■ **Items for location identification**:
******

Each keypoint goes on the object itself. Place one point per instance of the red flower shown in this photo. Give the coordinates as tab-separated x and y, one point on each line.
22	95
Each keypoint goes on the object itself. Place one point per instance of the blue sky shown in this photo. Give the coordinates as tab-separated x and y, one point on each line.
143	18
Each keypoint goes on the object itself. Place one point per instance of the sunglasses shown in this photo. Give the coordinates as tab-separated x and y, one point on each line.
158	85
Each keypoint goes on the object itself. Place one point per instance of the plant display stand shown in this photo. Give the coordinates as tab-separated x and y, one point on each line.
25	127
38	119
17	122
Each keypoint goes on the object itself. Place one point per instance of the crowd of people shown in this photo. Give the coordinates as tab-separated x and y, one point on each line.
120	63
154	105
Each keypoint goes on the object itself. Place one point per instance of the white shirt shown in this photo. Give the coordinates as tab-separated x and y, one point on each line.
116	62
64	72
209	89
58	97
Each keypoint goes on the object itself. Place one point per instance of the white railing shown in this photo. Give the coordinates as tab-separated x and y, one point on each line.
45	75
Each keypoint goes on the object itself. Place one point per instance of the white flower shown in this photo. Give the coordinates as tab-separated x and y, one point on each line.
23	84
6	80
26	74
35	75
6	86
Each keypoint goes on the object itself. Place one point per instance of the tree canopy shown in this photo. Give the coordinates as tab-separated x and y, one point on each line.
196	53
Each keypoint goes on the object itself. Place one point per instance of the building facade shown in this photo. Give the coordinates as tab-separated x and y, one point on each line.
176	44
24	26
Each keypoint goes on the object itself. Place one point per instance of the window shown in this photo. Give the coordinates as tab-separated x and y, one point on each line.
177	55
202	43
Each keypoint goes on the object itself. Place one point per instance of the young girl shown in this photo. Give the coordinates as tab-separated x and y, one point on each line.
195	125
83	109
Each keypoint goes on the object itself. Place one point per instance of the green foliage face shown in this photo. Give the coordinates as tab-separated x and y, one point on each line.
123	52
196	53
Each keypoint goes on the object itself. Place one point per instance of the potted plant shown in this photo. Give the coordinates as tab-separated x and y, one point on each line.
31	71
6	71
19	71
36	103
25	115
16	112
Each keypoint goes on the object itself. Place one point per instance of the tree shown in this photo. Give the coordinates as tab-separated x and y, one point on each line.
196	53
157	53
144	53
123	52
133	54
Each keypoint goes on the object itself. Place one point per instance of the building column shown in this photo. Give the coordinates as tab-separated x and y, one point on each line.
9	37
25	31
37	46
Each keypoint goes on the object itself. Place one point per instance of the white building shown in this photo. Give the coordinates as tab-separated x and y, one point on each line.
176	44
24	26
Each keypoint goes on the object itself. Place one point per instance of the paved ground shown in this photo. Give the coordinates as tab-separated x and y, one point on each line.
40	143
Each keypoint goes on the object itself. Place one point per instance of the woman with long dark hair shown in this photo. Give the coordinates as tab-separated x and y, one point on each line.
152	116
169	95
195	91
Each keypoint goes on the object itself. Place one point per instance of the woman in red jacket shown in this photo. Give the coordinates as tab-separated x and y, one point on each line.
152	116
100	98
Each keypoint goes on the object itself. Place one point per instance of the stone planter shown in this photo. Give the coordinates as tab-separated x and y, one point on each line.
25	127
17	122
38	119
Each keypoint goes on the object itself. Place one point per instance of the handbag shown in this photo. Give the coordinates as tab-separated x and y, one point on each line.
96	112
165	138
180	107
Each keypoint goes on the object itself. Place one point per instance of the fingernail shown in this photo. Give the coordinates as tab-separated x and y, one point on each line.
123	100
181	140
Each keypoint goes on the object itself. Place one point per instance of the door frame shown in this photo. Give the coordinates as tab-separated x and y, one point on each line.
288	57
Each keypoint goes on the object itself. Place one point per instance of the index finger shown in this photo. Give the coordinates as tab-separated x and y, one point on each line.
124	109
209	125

******

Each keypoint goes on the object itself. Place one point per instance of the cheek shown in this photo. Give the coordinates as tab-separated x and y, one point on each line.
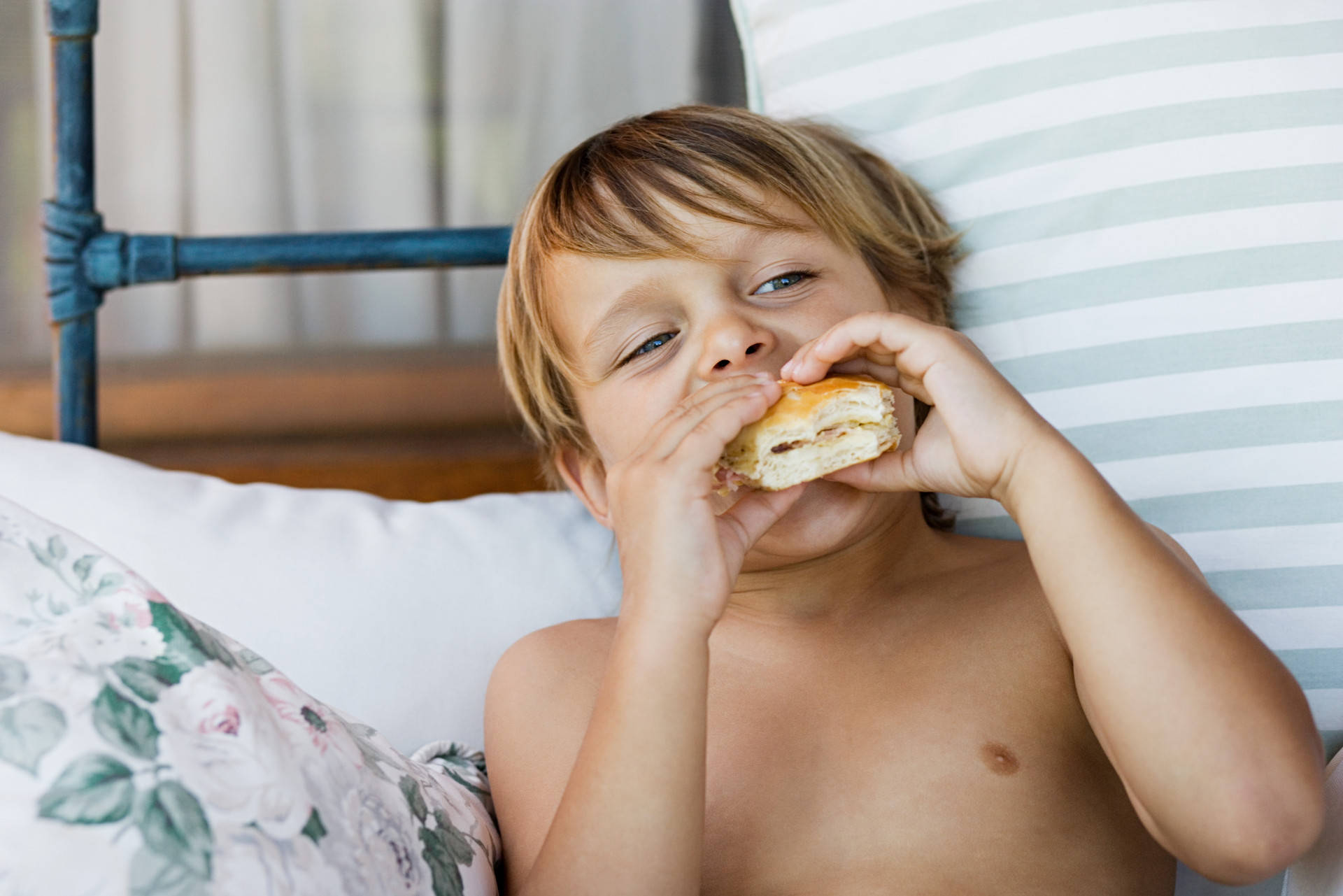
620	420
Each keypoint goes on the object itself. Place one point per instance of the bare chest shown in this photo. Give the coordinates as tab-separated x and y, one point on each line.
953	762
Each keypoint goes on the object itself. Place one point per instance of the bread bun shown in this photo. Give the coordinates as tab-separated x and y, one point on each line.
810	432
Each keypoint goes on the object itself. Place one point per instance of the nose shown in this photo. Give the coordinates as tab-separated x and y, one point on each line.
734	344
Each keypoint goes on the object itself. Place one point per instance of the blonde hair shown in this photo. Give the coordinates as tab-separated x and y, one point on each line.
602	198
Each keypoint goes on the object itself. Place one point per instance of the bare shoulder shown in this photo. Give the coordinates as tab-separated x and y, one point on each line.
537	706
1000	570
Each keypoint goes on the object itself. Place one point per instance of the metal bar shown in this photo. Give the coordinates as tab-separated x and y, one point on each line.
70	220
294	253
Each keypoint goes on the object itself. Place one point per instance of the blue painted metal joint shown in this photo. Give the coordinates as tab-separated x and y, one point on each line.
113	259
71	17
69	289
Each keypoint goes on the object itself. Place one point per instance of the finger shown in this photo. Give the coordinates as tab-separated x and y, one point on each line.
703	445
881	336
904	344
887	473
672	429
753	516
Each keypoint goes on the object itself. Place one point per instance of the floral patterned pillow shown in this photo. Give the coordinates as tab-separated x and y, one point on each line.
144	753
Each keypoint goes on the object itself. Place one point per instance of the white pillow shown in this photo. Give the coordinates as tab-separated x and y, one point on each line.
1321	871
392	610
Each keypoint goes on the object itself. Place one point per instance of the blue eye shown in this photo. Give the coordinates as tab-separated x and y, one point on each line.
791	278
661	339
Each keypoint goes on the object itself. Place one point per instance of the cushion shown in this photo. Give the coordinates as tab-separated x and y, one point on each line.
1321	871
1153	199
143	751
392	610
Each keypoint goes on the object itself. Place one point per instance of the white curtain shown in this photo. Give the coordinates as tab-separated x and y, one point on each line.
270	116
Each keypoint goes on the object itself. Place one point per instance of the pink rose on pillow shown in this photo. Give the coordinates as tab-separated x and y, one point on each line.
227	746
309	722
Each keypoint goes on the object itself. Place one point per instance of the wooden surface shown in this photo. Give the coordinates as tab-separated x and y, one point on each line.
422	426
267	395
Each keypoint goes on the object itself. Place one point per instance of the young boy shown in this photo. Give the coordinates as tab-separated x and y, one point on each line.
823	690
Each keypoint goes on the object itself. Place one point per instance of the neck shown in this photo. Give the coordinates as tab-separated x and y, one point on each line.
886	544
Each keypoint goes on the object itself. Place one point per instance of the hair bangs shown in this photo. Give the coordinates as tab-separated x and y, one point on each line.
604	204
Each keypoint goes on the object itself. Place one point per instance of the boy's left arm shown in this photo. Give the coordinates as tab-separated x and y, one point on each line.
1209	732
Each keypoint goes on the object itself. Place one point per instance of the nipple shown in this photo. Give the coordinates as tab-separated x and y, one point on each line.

******

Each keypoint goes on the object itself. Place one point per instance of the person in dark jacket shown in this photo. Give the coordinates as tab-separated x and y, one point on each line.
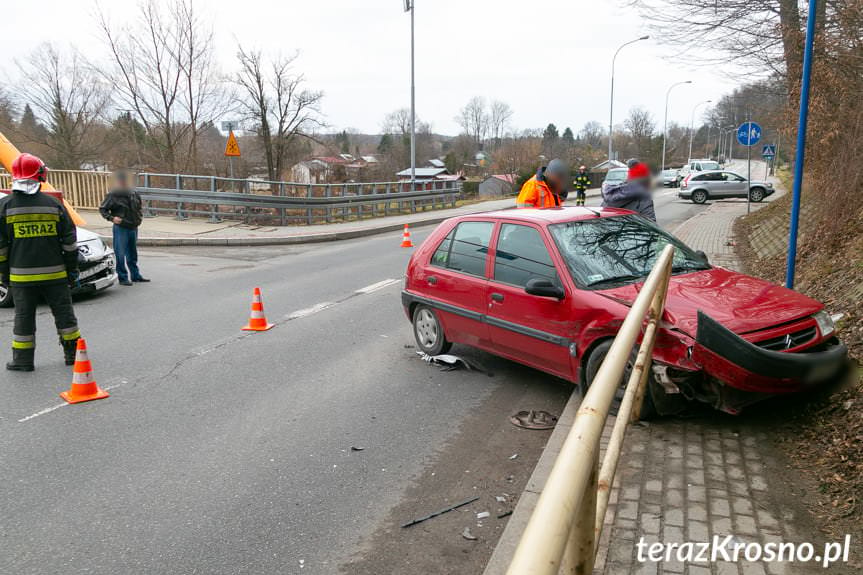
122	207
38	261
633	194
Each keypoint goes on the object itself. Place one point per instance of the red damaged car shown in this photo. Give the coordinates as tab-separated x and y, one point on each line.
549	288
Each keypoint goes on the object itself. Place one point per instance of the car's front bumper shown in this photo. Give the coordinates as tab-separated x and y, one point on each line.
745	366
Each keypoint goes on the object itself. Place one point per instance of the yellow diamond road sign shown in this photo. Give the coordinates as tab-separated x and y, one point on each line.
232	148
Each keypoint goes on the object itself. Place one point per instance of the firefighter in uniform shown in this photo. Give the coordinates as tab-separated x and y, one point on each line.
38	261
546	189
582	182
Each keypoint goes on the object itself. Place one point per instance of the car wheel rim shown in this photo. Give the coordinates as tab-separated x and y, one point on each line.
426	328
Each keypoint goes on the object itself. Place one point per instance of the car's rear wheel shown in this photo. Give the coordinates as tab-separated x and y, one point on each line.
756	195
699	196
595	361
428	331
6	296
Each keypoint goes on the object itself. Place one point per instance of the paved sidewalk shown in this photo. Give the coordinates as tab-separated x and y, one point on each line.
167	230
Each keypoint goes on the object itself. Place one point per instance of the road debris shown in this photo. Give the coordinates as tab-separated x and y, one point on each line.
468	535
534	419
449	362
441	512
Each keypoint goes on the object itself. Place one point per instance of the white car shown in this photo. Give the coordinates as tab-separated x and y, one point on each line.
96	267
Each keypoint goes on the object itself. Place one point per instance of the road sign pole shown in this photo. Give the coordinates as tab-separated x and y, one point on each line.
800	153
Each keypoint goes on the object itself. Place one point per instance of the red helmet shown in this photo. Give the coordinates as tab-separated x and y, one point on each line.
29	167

******

■ **JOB**: Please output the stretch from the line containing "of the boy's" through the line containing "of the nipple", both included, reproducing each line without any change.

■ **TASK SOLUTION**:
Each keypoint goes on the object itself. Place one point per instance of the boy's left arm shown in this photo. Give the coordinates as tab-separated x and y, one point on each line.
1209	732
Each keypoint goes on the object itself. Place one point per instance of the nipple shown in this photo. Give the coordinates as tab-separated x and y, one point on each line.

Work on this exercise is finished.